- [What is being asked] Skip every picture, then write out exactly the lines of the listing below from the line that contains "Would you be able to mark the green field" through the final line.

- [Data excerpts]
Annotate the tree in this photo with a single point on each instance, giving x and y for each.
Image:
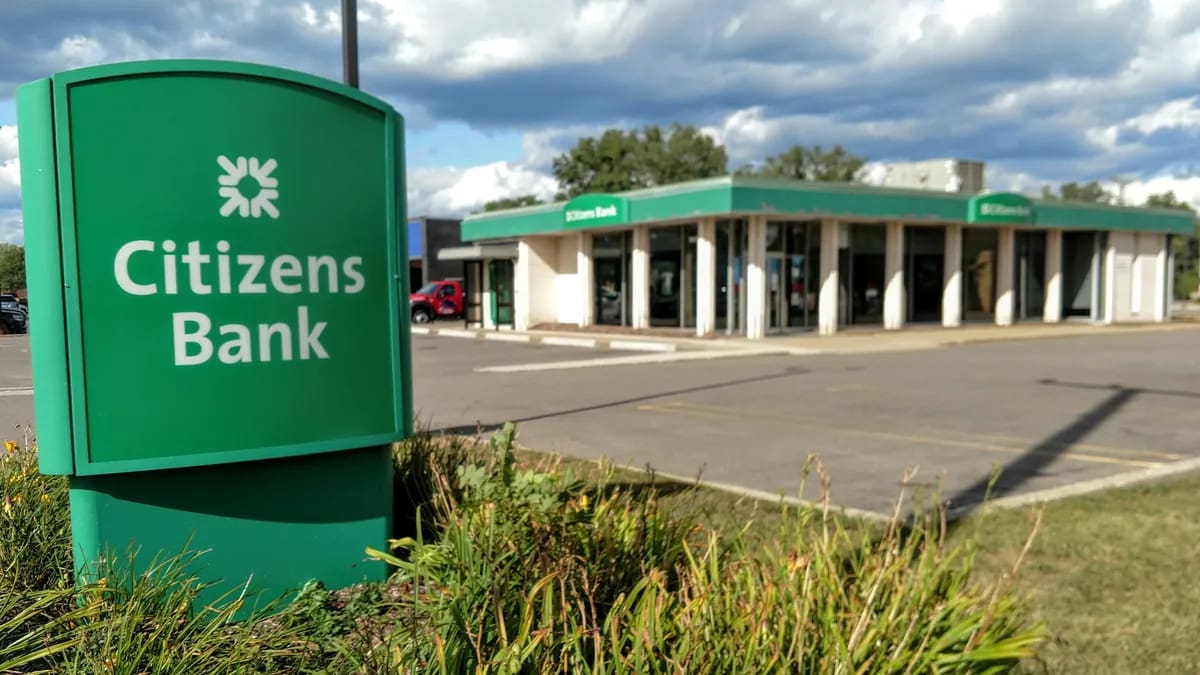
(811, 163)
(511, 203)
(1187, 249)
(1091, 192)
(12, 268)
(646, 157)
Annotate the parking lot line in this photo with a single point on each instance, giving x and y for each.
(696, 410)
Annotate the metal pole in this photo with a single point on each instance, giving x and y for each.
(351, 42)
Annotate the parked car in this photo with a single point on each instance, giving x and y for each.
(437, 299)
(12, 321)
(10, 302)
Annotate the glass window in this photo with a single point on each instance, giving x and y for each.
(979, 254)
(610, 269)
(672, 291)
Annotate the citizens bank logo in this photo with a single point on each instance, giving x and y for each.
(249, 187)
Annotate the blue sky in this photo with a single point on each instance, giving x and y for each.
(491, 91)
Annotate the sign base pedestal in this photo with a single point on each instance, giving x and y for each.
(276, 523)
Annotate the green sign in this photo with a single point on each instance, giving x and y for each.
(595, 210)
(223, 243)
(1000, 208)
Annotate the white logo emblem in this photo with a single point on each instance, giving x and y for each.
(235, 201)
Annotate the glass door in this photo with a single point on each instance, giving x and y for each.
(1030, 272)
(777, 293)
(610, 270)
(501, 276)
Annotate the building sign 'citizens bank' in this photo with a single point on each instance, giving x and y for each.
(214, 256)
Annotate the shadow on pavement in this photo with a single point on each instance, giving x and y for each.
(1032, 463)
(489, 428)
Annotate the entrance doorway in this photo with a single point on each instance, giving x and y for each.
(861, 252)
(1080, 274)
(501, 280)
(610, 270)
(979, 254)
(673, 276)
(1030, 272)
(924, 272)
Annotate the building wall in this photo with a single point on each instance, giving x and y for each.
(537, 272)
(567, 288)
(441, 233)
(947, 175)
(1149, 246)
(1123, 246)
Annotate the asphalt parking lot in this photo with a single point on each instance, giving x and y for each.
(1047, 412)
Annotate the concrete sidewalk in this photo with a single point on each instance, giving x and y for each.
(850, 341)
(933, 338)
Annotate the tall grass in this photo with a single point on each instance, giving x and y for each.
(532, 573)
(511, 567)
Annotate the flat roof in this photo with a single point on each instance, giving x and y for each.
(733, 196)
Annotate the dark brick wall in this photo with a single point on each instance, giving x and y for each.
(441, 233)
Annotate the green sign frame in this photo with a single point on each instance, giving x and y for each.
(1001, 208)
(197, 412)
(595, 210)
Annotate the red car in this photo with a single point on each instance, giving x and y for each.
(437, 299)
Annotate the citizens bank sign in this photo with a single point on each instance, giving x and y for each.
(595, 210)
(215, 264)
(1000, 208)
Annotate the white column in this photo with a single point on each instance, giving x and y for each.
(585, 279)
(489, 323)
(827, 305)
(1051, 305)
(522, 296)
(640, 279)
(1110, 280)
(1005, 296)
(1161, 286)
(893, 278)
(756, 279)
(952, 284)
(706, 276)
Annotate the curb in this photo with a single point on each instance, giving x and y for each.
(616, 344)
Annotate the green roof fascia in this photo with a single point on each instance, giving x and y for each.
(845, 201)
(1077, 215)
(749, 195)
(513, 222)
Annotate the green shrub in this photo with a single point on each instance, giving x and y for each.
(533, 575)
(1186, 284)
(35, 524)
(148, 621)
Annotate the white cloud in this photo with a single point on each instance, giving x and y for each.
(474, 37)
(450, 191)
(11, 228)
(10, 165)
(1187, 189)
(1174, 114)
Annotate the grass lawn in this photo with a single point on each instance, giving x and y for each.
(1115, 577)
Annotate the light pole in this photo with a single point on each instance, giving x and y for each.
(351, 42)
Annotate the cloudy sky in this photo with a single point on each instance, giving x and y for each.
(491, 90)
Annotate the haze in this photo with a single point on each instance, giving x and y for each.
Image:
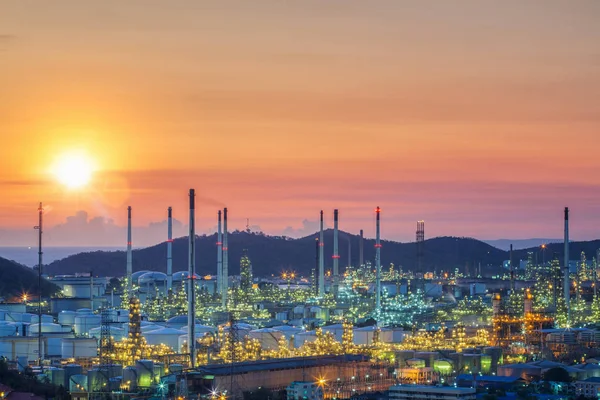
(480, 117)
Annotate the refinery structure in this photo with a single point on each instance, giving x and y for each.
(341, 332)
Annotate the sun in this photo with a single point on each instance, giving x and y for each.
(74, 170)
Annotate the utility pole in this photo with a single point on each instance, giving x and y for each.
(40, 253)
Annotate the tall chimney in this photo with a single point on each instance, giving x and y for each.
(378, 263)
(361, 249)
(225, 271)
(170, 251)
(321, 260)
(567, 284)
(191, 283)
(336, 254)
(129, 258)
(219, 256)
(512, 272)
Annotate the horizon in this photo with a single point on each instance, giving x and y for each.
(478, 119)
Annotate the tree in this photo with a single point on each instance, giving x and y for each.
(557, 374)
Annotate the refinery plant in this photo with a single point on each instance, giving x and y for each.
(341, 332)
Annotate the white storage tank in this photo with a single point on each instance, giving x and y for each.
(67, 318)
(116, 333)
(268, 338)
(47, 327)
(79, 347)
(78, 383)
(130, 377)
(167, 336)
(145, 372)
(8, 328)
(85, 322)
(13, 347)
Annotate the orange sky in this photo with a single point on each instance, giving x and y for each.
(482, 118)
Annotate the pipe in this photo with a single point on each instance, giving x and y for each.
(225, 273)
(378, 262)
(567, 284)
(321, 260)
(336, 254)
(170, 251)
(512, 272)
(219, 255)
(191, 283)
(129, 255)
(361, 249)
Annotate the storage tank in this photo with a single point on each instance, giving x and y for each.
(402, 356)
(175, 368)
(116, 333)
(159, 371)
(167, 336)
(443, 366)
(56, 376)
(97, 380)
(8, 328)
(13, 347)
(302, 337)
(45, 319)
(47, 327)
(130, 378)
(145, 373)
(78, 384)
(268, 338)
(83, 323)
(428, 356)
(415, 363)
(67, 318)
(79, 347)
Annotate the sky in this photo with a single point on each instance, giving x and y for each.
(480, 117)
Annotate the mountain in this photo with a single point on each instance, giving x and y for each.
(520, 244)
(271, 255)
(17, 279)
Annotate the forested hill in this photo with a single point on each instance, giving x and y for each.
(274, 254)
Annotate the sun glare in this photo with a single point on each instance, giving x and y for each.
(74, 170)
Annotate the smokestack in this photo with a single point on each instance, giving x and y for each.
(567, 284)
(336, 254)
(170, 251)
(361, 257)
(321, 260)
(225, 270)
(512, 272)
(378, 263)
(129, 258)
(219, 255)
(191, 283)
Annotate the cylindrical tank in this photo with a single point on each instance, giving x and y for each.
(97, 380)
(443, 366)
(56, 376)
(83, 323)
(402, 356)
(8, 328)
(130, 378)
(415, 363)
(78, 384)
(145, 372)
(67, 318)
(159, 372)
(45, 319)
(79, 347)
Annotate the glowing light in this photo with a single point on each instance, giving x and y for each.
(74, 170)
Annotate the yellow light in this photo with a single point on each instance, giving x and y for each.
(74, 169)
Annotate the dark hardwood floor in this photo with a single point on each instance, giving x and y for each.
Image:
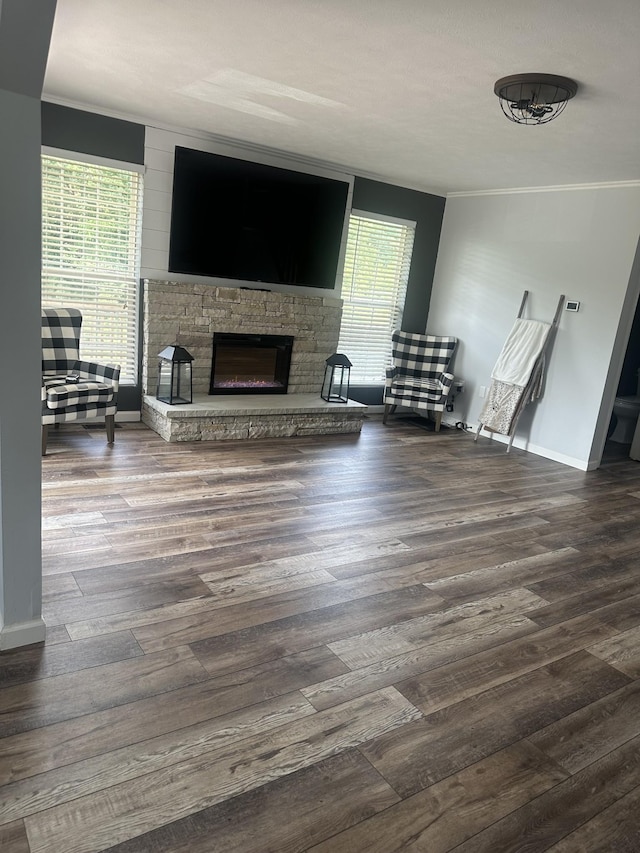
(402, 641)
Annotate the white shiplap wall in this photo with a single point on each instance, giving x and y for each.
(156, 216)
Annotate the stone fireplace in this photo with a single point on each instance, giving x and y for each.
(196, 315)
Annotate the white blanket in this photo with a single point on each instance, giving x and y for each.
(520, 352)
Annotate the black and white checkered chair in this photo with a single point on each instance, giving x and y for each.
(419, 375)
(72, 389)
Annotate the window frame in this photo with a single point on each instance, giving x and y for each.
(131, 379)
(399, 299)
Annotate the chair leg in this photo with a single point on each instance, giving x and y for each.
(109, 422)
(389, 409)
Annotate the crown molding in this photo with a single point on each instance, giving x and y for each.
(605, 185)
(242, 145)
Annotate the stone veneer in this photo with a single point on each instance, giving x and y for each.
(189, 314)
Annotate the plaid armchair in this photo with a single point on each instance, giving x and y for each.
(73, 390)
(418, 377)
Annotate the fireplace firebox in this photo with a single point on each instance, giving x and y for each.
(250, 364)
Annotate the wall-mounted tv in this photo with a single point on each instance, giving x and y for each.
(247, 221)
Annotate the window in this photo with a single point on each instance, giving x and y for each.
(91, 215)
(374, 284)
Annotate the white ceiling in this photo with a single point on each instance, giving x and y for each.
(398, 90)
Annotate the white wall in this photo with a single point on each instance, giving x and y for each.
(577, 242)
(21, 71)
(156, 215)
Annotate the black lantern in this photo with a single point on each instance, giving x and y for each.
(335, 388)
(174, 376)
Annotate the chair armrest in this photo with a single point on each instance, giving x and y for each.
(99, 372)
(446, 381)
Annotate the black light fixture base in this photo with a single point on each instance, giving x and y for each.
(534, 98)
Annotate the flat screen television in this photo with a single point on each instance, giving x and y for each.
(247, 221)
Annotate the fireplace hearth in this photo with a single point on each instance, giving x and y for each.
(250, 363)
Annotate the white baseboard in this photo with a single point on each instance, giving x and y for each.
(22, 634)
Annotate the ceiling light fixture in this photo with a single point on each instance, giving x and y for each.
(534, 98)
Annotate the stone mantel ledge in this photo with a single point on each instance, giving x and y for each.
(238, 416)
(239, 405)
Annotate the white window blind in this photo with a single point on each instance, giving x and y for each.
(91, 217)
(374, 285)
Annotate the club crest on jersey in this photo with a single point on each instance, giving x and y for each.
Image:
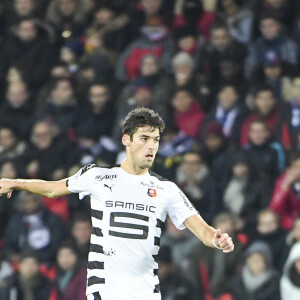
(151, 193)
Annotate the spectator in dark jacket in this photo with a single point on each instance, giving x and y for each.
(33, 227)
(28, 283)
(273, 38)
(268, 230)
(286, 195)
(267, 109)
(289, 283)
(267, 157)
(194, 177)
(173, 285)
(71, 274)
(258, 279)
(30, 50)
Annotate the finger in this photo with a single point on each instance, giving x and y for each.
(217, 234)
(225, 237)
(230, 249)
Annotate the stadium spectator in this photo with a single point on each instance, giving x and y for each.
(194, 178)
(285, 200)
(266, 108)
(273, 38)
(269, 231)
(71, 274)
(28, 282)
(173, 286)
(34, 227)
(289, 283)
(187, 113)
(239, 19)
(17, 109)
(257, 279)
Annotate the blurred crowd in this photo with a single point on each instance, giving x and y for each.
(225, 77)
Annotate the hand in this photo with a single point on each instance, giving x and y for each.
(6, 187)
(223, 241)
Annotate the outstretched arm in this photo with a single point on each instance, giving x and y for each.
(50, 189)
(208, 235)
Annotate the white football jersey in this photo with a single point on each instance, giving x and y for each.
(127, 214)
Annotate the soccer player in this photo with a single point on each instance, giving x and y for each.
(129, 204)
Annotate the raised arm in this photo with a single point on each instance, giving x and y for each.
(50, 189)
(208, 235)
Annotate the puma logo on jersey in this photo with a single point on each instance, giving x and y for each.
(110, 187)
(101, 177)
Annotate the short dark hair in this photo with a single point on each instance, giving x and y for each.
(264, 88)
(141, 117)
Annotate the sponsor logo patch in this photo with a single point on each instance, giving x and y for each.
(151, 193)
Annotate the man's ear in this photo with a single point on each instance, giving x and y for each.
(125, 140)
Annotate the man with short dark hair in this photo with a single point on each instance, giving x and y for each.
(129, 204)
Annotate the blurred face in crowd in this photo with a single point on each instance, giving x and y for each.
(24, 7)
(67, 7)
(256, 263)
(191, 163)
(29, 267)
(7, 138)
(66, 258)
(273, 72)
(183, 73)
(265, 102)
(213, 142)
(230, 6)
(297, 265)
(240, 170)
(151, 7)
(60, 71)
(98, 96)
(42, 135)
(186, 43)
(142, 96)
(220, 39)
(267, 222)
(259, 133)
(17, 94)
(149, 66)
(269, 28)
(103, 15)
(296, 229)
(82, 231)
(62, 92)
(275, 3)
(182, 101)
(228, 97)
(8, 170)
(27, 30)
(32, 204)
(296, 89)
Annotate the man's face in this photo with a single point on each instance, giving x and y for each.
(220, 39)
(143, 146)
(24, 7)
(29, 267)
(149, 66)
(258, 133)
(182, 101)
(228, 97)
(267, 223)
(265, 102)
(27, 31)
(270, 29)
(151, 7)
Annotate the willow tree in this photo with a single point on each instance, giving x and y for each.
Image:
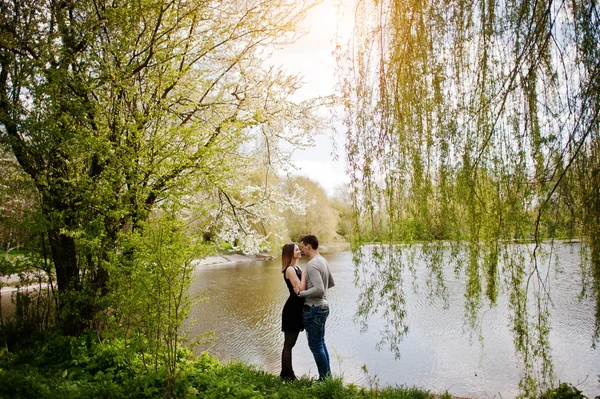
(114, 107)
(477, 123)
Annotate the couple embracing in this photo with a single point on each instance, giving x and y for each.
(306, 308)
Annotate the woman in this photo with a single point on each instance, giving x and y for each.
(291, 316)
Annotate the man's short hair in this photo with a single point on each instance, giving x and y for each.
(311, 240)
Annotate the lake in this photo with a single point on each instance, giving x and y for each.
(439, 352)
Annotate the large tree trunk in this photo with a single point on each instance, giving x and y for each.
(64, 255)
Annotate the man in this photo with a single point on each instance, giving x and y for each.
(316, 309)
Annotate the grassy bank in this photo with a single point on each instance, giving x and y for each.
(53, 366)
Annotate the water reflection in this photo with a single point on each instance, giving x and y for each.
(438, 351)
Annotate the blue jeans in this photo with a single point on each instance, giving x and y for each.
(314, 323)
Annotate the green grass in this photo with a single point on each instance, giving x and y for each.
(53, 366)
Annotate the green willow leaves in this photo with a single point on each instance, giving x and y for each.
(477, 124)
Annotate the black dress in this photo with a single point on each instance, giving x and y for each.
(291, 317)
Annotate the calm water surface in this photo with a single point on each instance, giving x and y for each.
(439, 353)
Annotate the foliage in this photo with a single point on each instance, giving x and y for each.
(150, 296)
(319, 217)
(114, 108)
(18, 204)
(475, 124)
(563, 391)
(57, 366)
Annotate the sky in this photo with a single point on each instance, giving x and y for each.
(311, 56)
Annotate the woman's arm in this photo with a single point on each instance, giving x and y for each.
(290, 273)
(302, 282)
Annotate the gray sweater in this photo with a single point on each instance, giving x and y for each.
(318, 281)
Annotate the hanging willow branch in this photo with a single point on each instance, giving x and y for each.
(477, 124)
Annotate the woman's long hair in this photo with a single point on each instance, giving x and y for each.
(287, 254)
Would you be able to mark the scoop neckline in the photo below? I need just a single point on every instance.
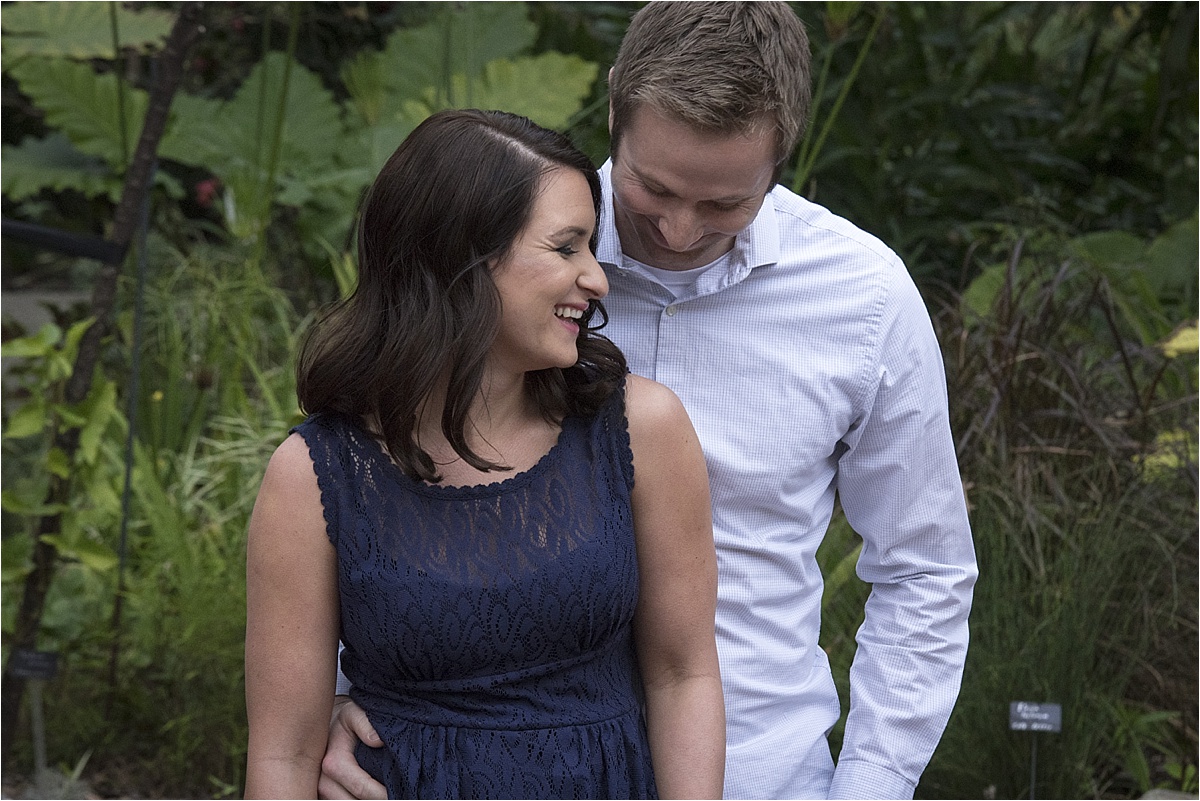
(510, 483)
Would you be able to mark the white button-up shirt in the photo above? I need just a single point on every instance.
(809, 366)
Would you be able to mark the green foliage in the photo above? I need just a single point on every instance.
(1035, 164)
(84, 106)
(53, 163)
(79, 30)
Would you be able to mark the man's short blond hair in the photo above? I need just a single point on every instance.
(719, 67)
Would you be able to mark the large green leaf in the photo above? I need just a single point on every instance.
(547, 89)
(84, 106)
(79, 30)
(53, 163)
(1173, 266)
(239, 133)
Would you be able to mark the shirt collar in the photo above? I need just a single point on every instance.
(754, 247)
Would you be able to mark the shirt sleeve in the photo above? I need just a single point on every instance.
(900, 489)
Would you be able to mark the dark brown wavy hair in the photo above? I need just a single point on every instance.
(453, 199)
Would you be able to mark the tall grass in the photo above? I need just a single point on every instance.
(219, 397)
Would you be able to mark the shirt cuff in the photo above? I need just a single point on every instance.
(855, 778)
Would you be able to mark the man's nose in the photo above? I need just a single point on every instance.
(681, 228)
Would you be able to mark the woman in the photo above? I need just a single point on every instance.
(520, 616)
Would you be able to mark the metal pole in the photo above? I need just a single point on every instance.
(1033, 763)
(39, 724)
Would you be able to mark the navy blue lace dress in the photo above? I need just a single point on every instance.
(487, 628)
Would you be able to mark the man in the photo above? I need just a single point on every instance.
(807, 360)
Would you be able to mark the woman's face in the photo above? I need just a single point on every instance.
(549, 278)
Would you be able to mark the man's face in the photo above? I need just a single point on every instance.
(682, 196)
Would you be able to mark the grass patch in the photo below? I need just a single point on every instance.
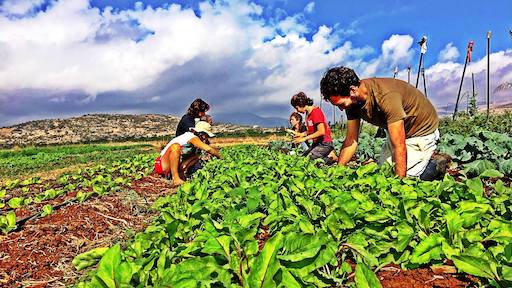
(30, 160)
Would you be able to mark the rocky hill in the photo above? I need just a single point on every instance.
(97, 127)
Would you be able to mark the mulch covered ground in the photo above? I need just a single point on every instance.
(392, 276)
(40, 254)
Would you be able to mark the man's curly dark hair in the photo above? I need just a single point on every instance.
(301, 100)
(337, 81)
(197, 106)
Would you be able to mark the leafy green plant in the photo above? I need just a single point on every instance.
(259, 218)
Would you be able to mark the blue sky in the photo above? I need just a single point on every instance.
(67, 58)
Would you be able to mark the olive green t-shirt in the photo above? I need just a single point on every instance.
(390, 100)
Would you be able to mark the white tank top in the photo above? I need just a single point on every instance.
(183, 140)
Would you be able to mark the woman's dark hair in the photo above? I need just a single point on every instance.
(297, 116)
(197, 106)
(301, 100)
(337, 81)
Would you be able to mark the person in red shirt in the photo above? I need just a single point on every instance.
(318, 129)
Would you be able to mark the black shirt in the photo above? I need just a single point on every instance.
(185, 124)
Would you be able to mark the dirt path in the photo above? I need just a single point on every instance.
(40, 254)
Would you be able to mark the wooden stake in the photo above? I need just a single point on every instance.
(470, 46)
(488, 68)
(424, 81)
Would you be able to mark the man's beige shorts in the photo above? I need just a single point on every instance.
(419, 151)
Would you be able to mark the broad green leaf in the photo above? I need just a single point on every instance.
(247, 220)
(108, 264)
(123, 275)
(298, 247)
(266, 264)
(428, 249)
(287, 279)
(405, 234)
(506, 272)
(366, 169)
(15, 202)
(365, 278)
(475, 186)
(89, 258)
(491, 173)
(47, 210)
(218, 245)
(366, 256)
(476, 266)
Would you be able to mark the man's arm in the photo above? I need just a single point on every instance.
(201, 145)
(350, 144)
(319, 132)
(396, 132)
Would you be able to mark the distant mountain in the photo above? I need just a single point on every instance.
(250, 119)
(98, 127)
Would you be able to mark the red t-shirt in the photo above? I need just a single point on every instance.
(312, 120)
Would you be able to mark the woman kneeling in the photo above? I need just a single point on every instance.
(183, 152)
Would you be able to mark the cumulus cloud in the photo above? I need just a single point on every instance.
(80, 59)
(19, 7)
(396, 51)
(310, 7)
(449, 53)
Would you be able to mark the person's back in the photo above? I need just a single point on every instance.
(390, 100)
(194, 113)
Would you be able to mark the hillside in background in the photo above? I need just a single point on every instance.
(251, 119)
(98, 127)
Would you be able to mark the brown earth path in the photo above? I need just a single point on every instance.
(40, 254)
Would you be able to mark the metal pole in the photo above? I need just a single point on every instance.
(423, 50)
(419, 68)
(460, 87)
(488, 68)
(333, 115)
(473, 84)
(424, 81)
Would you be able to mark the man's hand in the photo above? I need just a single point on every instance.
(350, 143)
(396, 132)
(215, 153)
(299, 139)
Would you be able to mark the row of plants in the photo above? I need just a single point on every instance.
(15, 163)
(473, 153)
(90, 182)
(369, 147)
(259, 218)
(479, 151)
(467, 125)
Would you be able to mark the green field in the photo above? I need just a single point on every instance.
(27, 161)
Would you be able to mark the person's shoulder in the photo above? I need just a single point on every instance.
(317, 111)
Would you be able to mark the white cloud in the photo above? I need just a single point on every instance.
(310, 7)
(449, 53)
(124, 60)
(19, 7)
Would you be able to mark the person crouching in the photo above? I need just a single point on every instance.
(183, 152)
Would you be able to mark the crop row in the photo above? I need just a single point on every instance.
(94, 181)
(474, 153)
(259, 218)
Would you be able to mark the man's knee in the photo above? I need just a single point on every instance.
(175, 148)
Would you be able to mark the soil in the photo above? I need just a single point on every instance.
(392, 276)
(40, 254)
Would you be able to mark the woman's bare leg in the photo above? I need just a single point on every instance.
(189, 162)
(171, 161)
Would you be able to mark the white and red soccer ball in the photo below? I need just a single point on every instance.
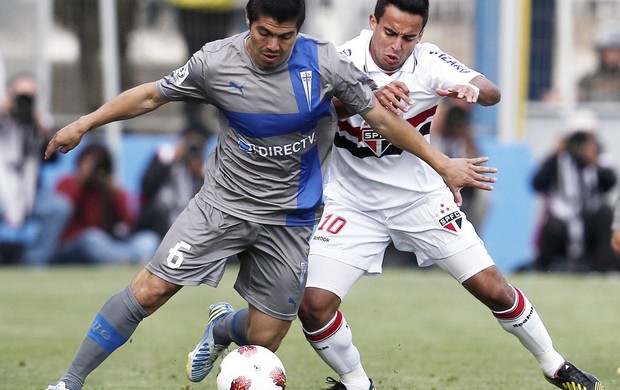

- [Expected answer]
Would you be able to mark the green field in the photo above? I need just a single point on every instance.
(27, 161)
Would you be able to mark the person's shoulder in the photo above? I need just a single point on every instance.
(317, 111)
Would you be able to mark the white cloud in the photo above? I need just a single point on every instance.
(310, 7)
(449, 53)
(124, 60)
(19, 7)
Would you be able to mark the person crouching in the photo above? I need just a single point on every instance.
(183, 152)
Would you be able to mark the crop row in the photo above? I need just a single point on every instance.
(94, 181)
(474, 153)
(259, 218)
Would you be able to mark the man's knee in the photo above? I need just a single point on every instance.
(175, 148)
Would you be able to mark the soil in the photo above? I need just a single point on every instance.
(392, 276)
(40, 254)
Would you be able to mark the woman's bare leg in the photo above? I need just a single point on every instance.
(189, 162)
(171, 161)
Would you be able to mark the white and red soccer ball in the photo below? I need just a single point on every instance.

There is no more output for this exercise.